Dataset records
━━━━

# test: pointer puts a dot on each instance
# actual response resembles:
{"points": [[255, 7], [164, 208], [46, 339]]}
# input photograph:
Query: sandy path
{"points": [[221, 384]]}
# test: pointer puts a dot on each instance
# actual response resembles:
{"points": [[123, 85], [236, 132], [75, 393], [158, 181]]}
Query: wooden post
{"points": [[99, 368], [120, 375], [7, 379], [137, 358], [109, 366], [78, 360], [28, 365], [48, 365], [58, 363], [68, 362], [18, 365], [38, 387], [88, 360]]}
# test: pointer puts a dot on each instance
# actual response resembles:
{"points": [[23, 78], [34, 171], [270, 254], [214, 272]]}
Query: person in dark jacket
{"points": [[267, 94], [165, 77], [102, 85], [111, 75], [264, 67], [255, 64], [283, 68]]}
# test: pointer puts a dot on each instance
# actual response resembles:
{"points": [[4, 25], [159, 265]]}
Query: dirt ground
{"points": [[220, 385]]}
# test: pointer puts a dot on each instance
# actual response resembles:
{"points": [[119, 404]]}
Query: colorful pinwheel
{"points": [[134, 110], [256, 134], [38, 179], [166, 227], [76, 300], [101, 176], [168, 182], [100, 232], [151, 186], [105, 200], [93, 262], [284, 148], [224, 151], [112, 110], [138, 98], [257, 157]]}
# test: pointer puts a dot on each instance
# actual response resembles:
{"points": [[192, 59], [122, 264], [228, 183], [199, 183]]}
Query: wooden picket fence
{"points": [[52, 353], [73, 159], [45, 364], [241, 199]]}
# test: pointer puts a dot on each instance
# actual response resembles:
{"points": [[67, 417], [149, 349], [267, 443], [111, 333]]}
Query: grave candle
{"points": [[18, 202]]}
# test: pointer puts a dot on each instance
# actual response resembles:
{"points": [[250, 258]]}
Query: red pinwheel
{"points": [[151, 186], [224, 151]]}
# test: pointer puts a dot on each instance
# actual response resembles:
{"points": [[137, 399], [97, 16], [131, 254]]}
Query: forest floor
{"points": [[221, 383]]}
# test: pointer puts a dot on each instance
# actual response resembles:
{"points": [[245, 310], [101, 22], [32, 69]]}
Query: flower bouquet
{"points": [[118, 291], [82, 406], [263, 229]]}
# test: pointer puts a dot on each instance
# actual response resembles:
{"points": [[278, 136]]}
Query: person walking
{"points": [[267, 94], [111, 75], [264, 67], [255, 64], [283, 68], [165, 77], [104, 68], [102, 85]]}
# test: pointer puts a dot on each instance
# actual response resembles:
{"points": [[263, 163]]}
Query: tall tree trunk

━━━━

Please gather every line of the records above that contains the word "wooden". Case counts.

Query: wooden post
Query: wooden picket fence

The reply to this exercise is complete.